# HT sub location?



## smithee419 (Aug 27, 2008)

Ok here's my question I'm in the process of builing my Home Theater. I want my sub to be stealth but still sound good. I'm building the room in my basement, and it is only dedicated HT. The room dimensions are 15'x20', I built a stadium style platform for my chairs to sit on, this is 15'wide x 6'long x 14" tall and sits it 3 feet from rear wall. I also have a front platform under the screen that is 15'wide x 2'tall x 12"deep. Should I build my sub enclosure under the chairs in the stadium or should I build the sub enclosure in the front platform? I can also build a sub enclosure in the rear corners, what do you think?


----------



## Maceo23 (May 25, 2009)

Are you going to use multiple subs or just one? I personally don't care for having my subs near-field, but thats really just personal preference. If you're only going for a single sub, I would go for the front wall, probably in one of the corners so that you get the advantage of corner loading. Really the best way to find a good location is to place you sub at your seating position, play some test tones, and move around the room with an SPL meter and find the best response. Once you find it, put the sub there. Hoowever, it sound to me like you are looking to locate the sub during the actual build, before the system will be up and running. If thats the case, one of the front corners will be your best bet.


----------



## smithee419 (Aug 27, 2008)

I'm gonna be using 2 subs, and you are correct I want to locate them in the building process of the room. My first plan was to put them in the front platform in the corners. But I started to think that the platform being encolsed itself would decrease the spl?


----------



## Maceo23 (May 25, 2009)

I don't quite follow, are you purchasing a couple of HT subs, or are you using two drivers and building your own subs into the riser?


----------



## smithee419 (Aug 27, 2008)

I'm gonna build 2 subs.


----------



## Maceo23 (May 25, 2009)

I would just go ahead and build them side by side in the platform shooting straight out. I personally perfer large sealed enclosures for HT. I have a tempest X in about 8.5sf in my theater and its pretty good. I had it in a a 10ft sonotube and it was ridiculous, but I wanted a little more musicality so I went sealed. Here's a link to a few pages of ideas. What drivers are you planning on using?


----------



## smithee419 (Aug 27, 2008)

I don't know what subs I'm gonna use yet. I might possibly use a pair of 4ohm 12" soundstream exact subs that I have laying around in my garage, but I don't know yet.


----------



## Maceo23 (May 25, 2009)

Do Yourself a favor. Car subs a really not designed for home audio use. If you are going to go through the whole ordeal of building a dedicated theater room, find the right drivers for the job. You will thank yourself in the end.

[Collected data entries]

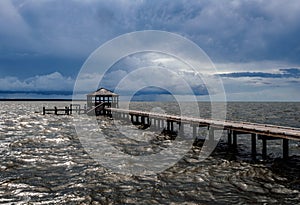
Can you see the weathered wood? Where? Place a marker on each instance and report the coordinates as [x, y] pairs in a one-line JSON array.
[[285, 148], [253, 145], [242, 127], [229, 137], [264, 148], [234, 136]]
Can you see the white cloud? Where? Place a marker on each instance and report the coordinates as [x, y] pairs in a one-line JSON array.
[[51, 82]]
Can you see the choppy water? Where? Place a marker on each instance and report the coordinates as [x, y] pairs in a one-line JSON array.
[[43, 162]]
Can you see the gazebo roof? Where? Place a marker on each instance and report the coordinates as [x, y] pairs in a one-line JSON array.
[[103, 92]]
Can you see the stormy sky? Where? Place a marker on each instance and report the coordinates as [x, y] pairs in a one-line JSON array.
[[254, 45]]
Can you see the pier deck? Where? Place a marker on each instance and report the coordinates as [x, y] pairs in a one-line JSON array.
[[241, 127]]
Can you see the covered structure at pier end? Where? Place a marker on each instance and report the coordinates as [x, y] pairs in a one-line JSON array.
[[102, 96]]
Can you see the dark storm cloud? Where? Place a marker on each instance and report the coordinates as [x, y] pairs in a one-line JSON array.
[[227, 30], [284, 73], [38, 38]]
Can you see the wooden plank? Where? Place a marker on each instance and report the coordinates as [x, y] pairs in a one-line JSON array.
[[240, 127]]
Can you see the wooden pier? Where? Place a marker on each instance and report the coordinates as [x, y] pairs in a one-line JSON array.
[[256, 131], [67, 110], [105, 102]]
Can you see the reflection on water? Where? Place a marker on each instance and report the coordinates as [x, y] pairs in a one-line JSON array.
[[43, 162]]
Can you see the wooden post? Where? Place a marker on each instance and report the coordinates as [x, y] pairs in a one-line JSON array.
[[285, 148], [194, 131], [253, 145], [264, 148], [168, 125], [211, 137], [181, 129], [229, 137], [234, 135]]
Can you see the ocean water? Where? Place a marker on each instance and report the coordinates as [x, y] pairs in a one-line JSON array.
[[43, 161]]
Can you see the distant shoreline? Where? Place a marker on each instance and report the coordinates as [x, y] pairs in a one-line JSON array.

◆ **STATED TASK 1**: In the subwoofer thread, which spots does the first poster propose for building the sub enclosure? List each one.
◆ **STATED TASK 2**: Scale the rows, beginning with the first row and stopping after the line that contains "[[240, 127]]", both ends included. Repeat every line, requests included, and multiply each x and y coordinate in the answers by 0.6, rounding to whole numbers with halves rounded up. Omit the pictures.

◆ **TASK RESULT 1**:
- Under the chairs in the stadium platform
- In the front platform under the screen
- In the rear corners

◆ **TASK RESULT 2**:
Can you see the weathered wood? Where? Place a marker on each instance and report the coordinates as [x, y] pairs in a one-line JSON array.
[[171, 89], [152, 87], [145, 76], [137, 82], [158, 89], [140, 82]]
Can you see the white cloud? Where? Place a marker on each instance and report the coordinates as [x, y] pairs in a one-line JSON array.
[[31, 49]]
Can you see the choppy water? Where? Place a marker on each instance and report the coordinates as [x, y] pairs in a one-line JSON array.
[[26, 97]]
Can you see the gazebo roof? Where? Place a marker on each instance and report the coordinates as [x, y] pairs in a one-line JSON array.
[[62, 55]]
Can you see the stormy sky? Where? Place a marker on each instance and report the coordinates as [x, y] pairs in a one-line JSON array.
[[152, 27]]
Can you see the pier deck? Where? Place a marker on each instance and report the coordinates as [x, y] pairs in a one-line JSON array.
[[145, 76]]
Can you see the covered structure at pier end? Where? Place a marker on each instance and report the coordinates as [x, y] pairs in a one-line JSON array.
[[61, 58]]
Can you see the dark storm cloud? Where? Place a marker on each instance and report the coordinates as [x, y] pairs in a one-line JSON array.
[[136, 18], [170, 44], [23, 23]]
Can you see the wooden plank? Where? Place a marker on each instance and report the coordinates as [x, y] pairs in a one-line JSON array.
[[144, 76]]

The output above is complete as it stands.